● What the exercise asks:
Each record below should be repeated precisely as written.

[start of Data shown]

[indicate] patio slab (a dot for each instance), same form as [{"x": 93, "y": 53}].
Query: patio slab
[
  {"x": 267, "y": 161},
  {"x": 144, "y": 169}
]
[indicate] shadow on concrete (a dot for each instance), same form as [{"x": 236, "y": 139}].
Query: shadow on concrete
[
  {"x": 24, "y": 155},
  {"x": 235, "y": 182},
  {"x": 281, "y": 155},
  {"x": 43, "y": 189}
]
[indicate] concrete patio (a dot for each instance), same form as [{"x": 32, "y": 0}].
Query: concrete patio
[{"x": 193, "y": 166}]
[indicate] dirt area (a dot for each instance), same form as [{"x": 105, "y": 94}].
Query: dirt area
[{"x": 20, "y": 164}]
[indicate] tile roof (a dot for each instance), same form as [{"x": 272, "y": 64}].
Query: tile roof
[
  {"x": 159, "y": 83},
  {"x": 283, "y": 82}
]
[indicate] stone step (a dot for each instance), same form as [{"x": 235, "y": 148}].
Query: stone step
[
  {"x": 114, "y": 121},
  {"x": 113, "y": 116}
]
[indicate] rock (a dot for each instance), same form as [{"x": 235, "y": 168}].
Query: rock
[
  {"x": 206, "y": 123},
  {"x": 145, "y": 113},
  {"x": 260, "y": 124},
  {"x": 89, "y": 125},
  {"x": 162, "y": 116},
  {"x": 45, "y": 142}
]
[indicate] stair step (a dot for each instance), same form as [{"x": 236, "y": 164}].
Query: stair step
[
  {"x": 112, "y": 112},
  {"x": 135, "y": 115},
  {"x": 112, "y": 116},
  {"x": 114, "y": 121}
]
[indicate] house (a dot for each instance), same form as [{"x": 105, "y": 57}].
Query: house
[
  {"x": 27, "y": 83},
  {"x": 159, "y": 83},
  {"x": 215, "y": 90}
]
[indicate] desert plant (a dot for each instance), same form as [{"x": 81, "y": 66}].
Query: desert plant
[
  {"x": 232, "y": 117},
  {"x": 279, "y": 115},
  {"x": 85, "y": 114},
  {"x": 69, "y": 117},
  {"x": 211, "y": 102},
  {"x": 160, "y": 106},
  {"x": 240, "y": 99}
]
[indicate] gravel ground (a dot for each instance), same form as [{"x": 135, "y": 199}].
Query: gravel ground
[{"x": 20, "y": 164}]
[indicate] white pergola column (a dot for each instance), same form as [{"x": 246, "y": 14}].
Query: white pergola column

[end of Data shown]

● Task result:
[indicate] patio slab (a dot for each instance), same form as [{"x": 93, "y": 53}].
Query: patio slab
[
  {"x": 267, "y": 161},
  {"x": 144, "y": 169}
]
[indicate] shadow on concrete (a dot for each instance), same form as [{"x": 236, "y": 139}].
Query: shadow on concrete
[
  {"x": 24, "y": 155},
  {"x": 235, "y": 182},
  {"x": 281, "y": 155},
  {"x": 43, "y": 189}
]
[indicate] concrete patio (a dot for each instance), same form as [{"x": 32, "y": 0}].
Query: concrete patio
[{"x": 193, "y": 166}]
[indicate] dirt area (a dot for each instance), same form as [{"x": 105, "y": 94}].
Query: dirt area
[{"x": 20, "y": 164}]
[indicate] tile roof (a dot for each instance), same form as [{"x": 272, "y": 64}].
Query: tile roof
[
  {"x": 159, "y": 83},
  {"x": 283, "y": 82}
]
[indicate] stone step (a dot for each instance), same form as [{"x": 235, "y": 148}].
Query: stone step
[
  {"x": 114, "y": 121},
  {"x": 113, "y": 116}
]
[indicate] rock (a dot for each instance), same form as [{"x": 235, "y": 168}].
Query: rock
[
  {"x": 206, "y": 123},
  {"x": 145, "y": 113},
  {"x": 260, "y": 124},
  {"x": 89, "y": 125},
  {"x": 162, "y": 116},
  {"x": 45, "y": 142}
]
[indicate] stair step (a dot for each instance), same form as [{"x": 236, "y": 164}].
Query: stair step
[
  {"x": 112, "y": 112},
  {"x": 135, "y": 115},
  {"x": 112, "y": 116},
  {"x": 114, "y": 121}
]
[indicate] house (a dot for each instance), same form as [{"x": 105, "y": 57}].
Query: house
[
  {"x": 27, "y": 83},
  {"x": 159, "y": 83},
  {"x": 215, "y": 90}
]
[indicate] desert plant (a dot for each instance), same form as [{"x": 81, "y": 66}].
Query: desert plant
[
  {"x": 232, "y": 117},
  {"x": 279, "y": 115},
  {"x": 85, "y": 114},
  {"x": 69, "y": 117},
  {"x": 211, "y": 102},
  {"x": 160, "y": 106},
  {"x": 240, "y": 99}
]
[indicate] gravel ground (a dot for each instance), same form as [{"x": 135, "y": 199}].
Query: gravel ground
[{"x": 20, "y": 164}]
[indicate] white pergola column (a dot for each instance), same form as [{"x": 246, "y": 14}].
Query: white pergola column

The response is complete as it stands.